*** Text section ***

Isis saves her and they escape, to reunite with her old Captain, Kallikrates, and the Princess.

Ayesha is inspired that Isis wants to rebuild her cult and usher in a new Golden Age, in the world, through herself. She is led to the hidden kingdom of Kor, in Africa, to begin.

Once there, Ayesha meets her former tutor, who has been guarding The Flame of Eternal Life, which will make a person young and powerful, for as long as the world endures. He passes this one last mystery onto Ayesha, warning her of its temptation to her vanity.

The Princess mocks Ayesha's fading youth; feeling ashamed, in front of Kallikrates, Ayesha determines to break her oaths, and make herself and him both immortal, to rule the world, like Gods, by stepping into The Flame. This way she feels she will be as "Isis Come To Earth", indeed. But, "Wisdom's Daughter" is Fortune's Fool, and falls by Love's Folly.

Kallikrates is afraid when he sees Ayesha in her preternatural beauty, after she has bathed in The Flame, and dies. The others either flee in terror or are killed, overwhelmed by her beauty. Aphrodite laughs at her, and Isis.

*** End of Text section ***
*** Provided data ***

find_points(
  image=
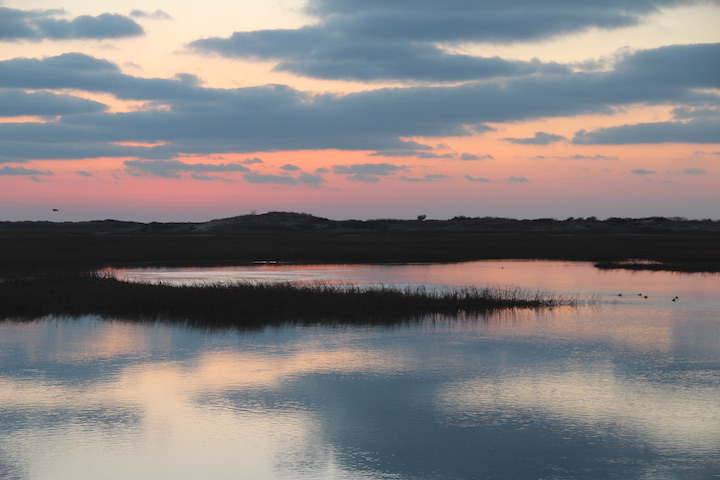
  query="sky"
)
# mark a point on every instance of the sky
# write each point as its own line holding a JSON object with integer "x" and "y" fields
{"x": 177, "y": 110}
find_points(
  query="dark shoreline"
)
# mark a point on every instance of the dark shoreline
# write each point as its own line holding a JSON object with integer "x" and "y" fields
{"x": 47, "y": 268}
{"x": 655, "y": 243}
{"x": 248, "y": 304}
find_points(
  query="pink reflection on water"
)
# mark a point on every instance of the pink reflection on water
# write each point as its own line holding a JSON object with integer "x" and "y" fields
{"x": 555, "y": 277}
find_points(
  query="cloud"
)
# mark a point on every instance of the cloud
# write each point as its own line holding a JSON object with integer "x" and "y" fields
{"x": 467, "y": 157}
{"x": 36, "y": 25}
{"x": 252, "y": 161}
{"x": 23, "y": 171}
{"x": 700, "y": 130}
{"x": 426, "y": 178}
{"x": 693, "y": 171}
{"x": 398, "y": 40}
{"x": 586, "y": 157}
{"x": 199, "y": 120}
{"x": 421, "y": 154}
{"x": 363, "y": 177}
{"x": 310, "y": 179}
{"x": 16, "y": 102}
{"x": 253, "y": 177}
{"x": 477, "y": 179}
{"x": 540, "y": 138}
{"x": 208, "y": 178}
{"x": 520, "y": 179}
{"x": 369, "y": 169}
{"x": 156, "y": 15}
{"x": 173, "y": 168}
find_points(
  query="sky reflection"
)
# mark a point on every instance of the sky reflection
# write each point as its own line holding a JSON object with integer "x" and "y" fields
{"x": 605, "y": 391}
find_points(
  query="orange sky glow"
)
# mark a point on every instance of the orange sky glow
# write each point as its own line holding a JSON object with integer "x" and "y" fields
{"x": 174, "y": 111}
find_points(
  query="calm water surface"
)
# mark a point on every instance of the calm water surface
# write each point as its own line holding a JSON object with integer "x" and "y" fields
{"x": 627, "y": 387}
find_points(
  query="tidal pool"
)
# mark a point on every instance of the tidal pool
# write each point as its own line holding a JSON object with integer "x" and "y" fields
{"x": 623, "y": 388}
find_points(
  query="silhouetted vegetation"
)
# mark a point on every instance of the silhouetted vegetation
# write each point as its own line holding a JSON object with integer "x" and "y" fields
{"x": 673, "y": 243}
{"x": 244, "y": 304}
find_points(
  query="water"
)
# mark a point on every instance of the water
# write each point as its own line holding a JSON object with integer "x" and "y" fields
{"x": 624, "y": 388}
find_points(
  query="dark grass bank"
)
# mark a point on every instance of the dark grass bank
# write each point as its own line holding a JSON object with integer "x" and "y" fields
{"x": 245, "y": 304}
{"x": 660, "y": 243}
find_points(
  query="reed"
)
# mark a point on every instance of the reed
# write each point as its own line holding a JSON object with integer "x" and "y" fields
{"x": 246, "y": 304}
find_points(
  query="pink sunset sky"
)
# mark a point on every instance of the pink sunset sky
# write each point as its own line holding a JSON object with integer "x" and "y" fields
{"x": 169, "y": 110}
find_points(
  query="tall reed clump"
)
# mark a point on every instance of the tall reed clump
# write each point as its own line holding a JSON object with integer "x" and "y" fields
{"x": 246, "y": 303}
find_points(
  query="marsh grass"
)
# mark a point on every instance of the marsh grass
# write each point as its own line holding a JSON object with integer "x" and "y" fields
{"x": 248, "y": 304}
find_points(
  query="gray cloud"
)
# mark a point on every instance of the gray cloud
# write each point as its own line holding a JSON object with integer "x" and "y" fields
{"x": 16, "y": 102}
{"x": 364, "y": 177}
{"x": 520, "y": 179}
{"x": 694, "y": 171}
{"x": 173, "y": 168}
{"x": 156, "y": 15}
{"x": 540, "y": 138}
{"x": 314, "y": 52}
{"x": 700, "y": 130}
{"x": 397, "y": 40}
{"x": 369, "y": 169}
{"x": 310, "y": 179}
{"x": 252, "y": 161}
{"x": 586, "y": 157}
{"x": 426, "y": 178}
{"x": 198, "y": 120}
{"x": 38, "y": 25}
{"x": 253, "y": 177}
{"x": 7, "y": 170}
{"x": 467, "y": 157}
{"x": 477, "y": 179}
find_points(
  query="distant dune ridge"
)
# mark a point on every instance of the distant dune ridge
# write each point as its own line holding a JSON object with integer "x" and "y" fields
{"x": 648, "y": 243}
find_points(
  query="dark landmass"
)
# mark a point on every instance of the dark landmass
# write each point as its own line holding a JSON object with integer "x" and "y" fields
{"x": 247, "y": 305}
{"x": 646, "y": 243}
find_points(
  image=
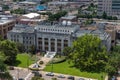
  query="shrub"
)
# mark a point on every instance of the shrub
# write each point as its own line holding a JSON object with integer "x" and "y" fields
{"x": 41, "y": 62}
{"x": 34, "y": 69}
{"x": 54, "y": 78}
{"x": 58, "y": 60}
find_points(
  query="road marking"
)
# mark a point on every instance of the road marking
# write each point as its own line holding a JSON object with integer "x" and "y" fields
{"x": 28, "y": 76}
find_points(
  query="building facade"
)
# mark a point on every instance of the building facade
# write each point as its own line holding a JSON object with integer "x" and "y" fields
{"x": 5, "y": 26}
{"x": 111, "y": 7}
{"x": 54, "y": 37}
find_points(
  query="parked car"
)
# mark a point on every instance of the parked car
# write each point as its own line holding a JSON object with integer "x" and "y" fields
{"x": 71, "y": 78}
{"x": 61, "y": 76}
{"x": 37, "y": 74}
{"x": 11, "y": 67}
{"x": 20, "y": 79}
{"x": 50, "y": 74}
{"x": 81, "y": 79}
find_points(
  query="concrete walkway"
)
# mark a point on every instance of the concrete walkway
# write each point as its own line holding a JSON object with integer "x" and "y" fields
{"x": 44, "y": 59}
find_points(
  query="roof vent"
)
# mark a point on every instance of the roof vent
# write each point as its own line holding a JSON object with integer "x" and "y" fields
{"x": 69, "y": 23}
{"x": 64, "y": 22}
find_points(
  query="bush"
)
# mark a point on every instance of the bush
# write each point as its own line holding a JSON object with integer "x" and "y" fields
{"x": 54, "y": 78}
{"x": 41, "y": 62}
{"x": 34, "y": 69}
{"x": 58, "y": 60}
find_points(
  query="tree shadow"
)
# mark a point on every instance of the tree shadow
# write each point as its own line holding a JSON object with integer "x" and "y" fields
{"x": 17, "y": 62}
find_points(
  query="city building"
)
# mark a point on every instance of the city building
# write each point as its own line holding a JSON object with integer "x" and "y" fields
{"x": 111, "y": 7}
{"x": 5, "y": 26}
{"x": 54, "y": 36}
{"x": 31, "y": 18}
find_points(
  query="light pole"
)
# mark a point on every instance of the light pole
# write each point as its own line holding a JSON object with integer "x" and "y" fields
{"x": 52, "y": 66}
{"x": 18, "y": 73}
{"x": 35, "y": 32}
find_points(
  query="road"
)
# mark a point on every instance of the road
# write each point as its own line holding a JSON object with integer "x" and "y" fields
{"x": 55, "y": 76}
{"x": 27, "y": 75}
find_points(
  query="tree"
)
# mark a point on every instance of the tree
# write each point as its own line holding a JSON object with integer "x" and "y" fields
{"x": 89, "y": 54}
{"x": 104, "y": 16}
{"x": 114, "y": 18}
{"x": 2, "y": 56}
{"x": 113, "y": 65}
{"x": 5, "y": 7}
{"x": 37, "y": 78}
{"x": 2, "y": 67}
{"x": 32, "y": 49}
{"x": 20, "y": 47}
{"x": 56, "y": 16}
{"x": 67, "y": 51}
{"x": 18, "y": 11}
{"x": 4, "y": 75}
{"x": 10, "y": 50}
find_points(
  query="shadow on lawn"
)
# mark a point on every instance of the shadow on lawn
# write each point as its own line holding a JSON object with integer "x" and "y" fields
{"x": 17, "y": 62}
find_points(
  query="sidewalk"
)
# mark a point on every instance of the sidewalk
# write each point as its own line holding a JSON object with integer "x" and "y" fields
{"x": 44, "y": 59}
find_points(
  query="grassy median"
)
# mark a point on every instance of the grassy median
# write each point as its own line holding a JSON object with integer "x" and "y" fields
{"x": 66, "y": 68}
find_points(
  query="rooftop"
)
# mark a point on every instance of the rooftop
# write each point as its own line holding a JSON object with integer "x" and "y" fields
{"x": 68, "y": 17}
{"x": 31, "y": 15}
{"x": 4, "y": 21}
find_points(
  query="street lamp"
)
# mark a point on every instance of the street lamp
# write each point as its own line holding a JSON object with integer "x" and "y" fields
{"x": 52, "y": 66}
{"x": 18, "y": 73}
{"x": 35, "y": 32}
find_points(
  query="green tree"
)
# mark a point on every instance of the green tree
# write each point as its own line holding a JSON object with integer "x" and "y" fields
{"x": 114, "y": 18}
{"x": 113, "y": 61}
{"x": 57, "y": 16}
{"x": 89, "y": 54}
{"x": 32, "y": 49}
{"x": 104, "y": 15}
{"x": 5, "y": 7}
{"x": 37, "y": 78}
{"x": 18, "y": 11}
{"x": 67, "y": 51}
{"x": 2, "y": 67}
{"x": 4, "y": 75}
{"x": 10, "y": 51}
{"x": 2, "y": 56}
{"x": 20, "y": 47}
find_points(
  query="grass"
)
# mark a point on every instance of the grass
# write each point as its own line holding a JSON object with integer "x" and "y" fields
{"x": 23, "y": 60}
{"x": 66, "y": 68}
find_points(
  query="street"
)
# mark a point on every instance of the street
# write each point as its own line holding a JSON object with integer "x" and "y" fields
{"x": 27, "y": 75}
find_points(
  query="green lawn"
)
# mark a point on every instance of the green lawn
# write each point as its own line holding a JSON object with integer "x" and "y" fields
{"x": 23, "y": 60}
{"x": 66, "y": 68}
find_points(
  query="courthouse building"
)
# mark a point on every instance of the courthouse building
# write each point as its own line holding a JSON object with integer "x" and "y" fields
{"x": 53, "y": 36}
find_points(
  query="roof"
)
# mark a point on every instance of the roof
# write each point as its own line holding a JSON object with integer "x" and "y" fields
{"x": 68, "y": 17}
{"x": 40, "y": 7}
{"x": 27, "y": 2}
{"x": 31, "y": 15}
{"x": 4, "y": 21}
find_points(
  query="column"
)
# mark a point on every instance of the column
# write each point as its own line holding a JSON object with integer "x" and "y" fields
{"x": 43, "y": 45}
{"x": 49, "y": 44}
{"x": 62, "y": 44}
{"x": 55, "y": 45}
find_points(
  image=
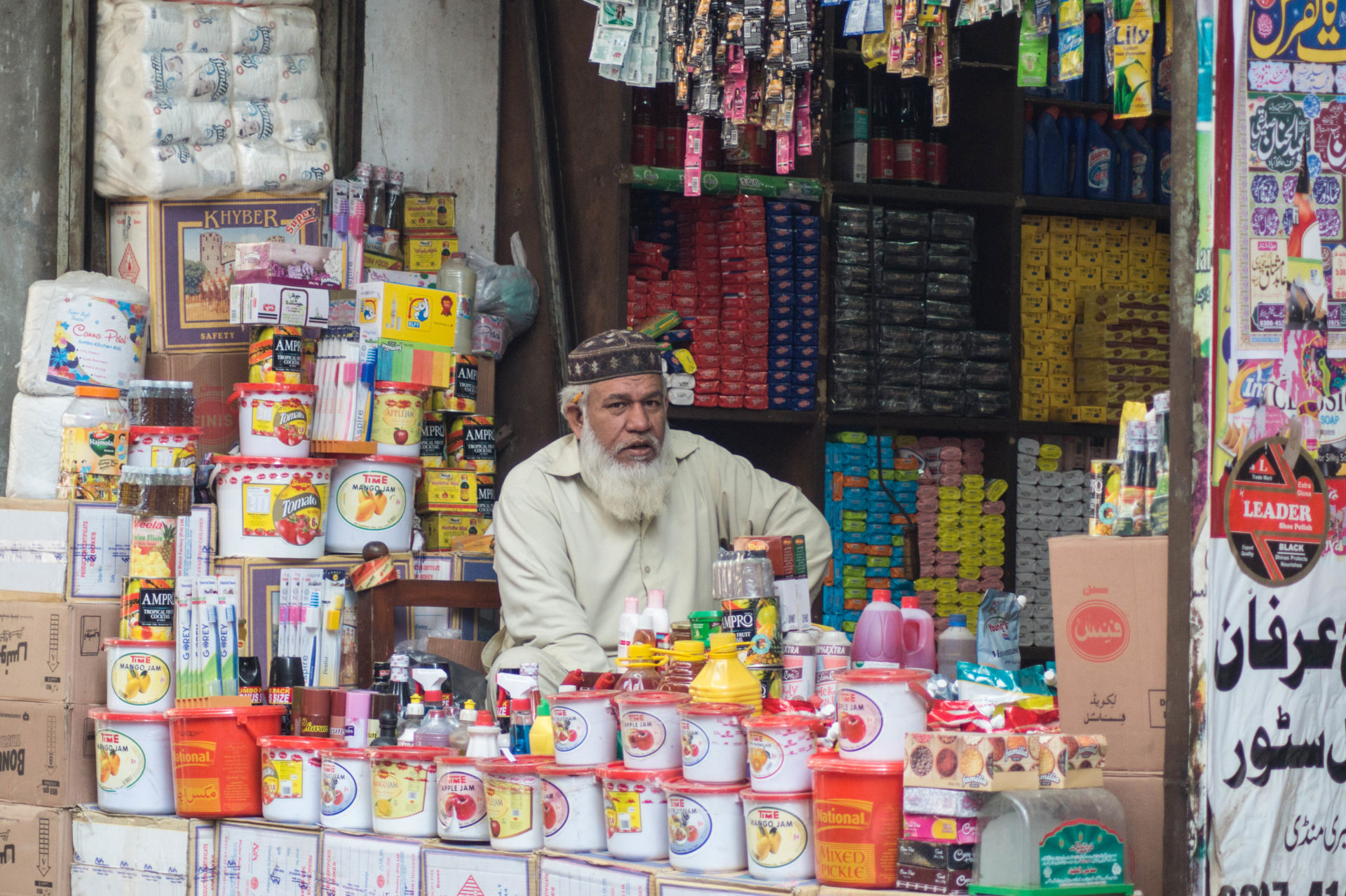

*** End of Provided data ***

> **Task instructions**
A – In the plot summary of Ayesha's story, reproduce the passage verbatim from "Isis saves her" up to and including "Africa, to begin.".
B – Decide whether each statement below agrees with the plot summary of Ayesha's story, answering yes or no and quoting the words of the summary that settle it: (i) Ayesha's former tutor has been guarding The Flame of Eternal Life. (ii) Kallikrates joins Ayesha as an immortal after she bathes in The Flame. (iii) The hidden kingdom of Kor is in Africa.
C – Write the next part of the plot summary of Ayesha's story, picking up after its final sentence.

> **Answers in order**
A –
Isis saves her and they escape, to reunite with her old Captain, Kallikrates, and the Princess.

Ayesha is inspired that Isis wants to rebuild her cult and usher in a new Golden Age, in the world, through herself. She is led to the hidden kingdom of Kor, in Africa, to begin.

B –
(i) Yes: "Ayesha meets her former tutor, who has been guarding The Flame of Eternal Life"
(ii) No: "Kallikrates is afraid when he sees Ayesha in her preternatural beauty, after she has bathed in The Flame, and dies."
(iii) Yes: "She is led to the hidden kingdom of Kor, in Africa, to begin."

C –
Now, Ayesha cannot die, or she will be opposed. She is as terrible, beautiful, and deadly as lightning.

After Kallikrates' death, the Princess flees, urging her descendants to revenge themselves on She, through the artifacts she passes down, which Holly and Leo find, in the first book, She: A History of Adventure.

Sir H. Rider Haggard's recreation of the Sherd of Amenartas, now in the collection of the Norwich Castle Museum, in which the Egyptian Princess urges Leo's descendants to revenge themselves on She.

Ayesha is doomed to wait, in Kor, for his return, through the centuries, becoming weary of the world. She has learned everything the world and Nature has to offer, but still she must wait, for love and redemption.